• **GEGEBENER TEXT**:
┌──

„Zum Glück habe ich diese Nacht hinter mir!“, schießt mir durch den Kopf als ich aus dem Zelt steige. Ich war früh schlafen gegangen. Gegen 23:00 Uhr zieht ein massives Gewitter mit Starkregen und Sturmböen gegen die Bergflanke. Lediglich mein Körpergewicht hält das Zelt in der Nacht noch am Boden. Mit jeder Stunde sammelt sich mehr und mehr Wasser um mich herum, mein Schlafsack ist durchnässt und ich kann nichts machen. Ich setze mir eine Mütze auf, ziehe sie mir ins Gesicht und zu warte. Draußen wird es im Sekundentakt taghell während die Blitze mit ohrenbetäubendem Lärm durch den Himmel schießen. Eine sehr erholsame Nacht …
In Sichtweite von meinem Schlafplatz ist ein kleiner Brunnen. Über eine Schnecke kann ich mir eiskaltes Quellwasser fördern – diese Dusche am Morgen macht wach. Während das Zelt in der Morgensonne trocknet ziehe ich mich an. Es ist sehr kühl, die Talinversion hängt noch tief. Als dieser Kaltluftsee beginnt aufzusteigen und der Nebel sich am Hang hochdrückt wird es kurzzeitig noch kälter. Die Wiese ist durchnässt und schlammig.

└──

• **ERFASSTE DATEN**:
┌──

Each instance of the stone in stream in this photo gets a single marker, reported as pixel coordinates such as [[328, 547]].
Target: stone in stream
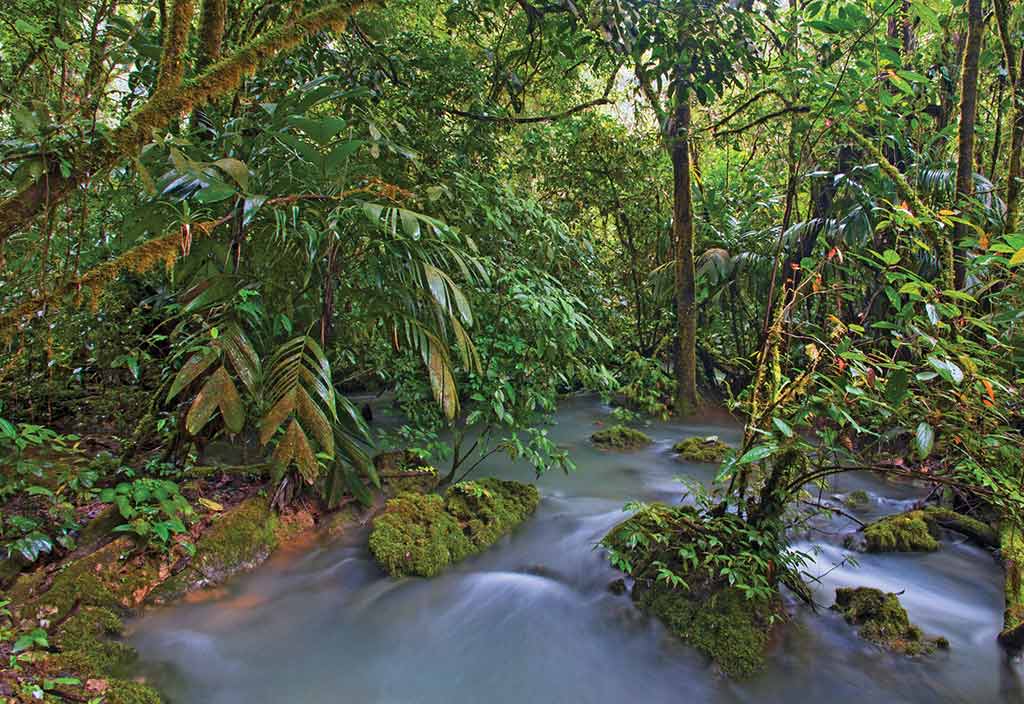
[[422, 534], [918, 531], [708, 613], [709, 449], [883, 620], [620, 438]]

└──
┌──

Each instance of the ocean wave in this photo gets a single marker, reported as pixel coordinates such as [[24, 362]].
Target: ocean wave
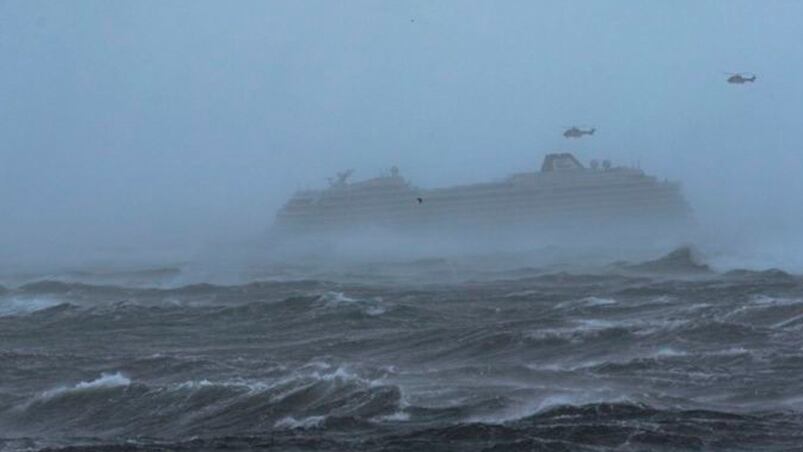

└──

• **AUFGABE 1**:
Um wie viel Uhr zieht im Bericht über die Gewitternacht im Zelt das Gewitter gegen die Bergflanke?
• **AUFGABE 2**:
Schreibe den Bericht über die Gewitternacht im Zelt im Anschluss an seinen letzten Satz weiter.

• **ANTWORT 1**:
Gegen 23:00 Uhr.

• **ANTWORT 2**:
Ich habe Isabell an einem leichten Hang abgestellt. Etwa fünf Meter hangabwärts wird es deutlich steiler. Anstatt das frisch betankte Motorrad komplett abzukoffern – damit es leichter wird – entscheide ich mich, alles aufzuladen. So habe ich mehr Last auf die Hinterachse und bekomme hoffentlich Gripp.
Ich habe das Bike schon fast gedreht, da fahre ich auf eine extrem aufgeweichte Rasenstelle. Mit blockiertem Vorderrad und durchdrehendem Hinterrad rutsche ich ungebremst hangabwärts - die Physik der bewegten Masse. Nach wenigen Sekunden sind die fünf Meter erreicht, es wird steil, keine Chance mehr. Ich schlage den Lenker ein, stoppe den Motor noch, bevor sich das Bike mit einem lauten Schlag in den Boden gräbt und ich abgeworfen werde.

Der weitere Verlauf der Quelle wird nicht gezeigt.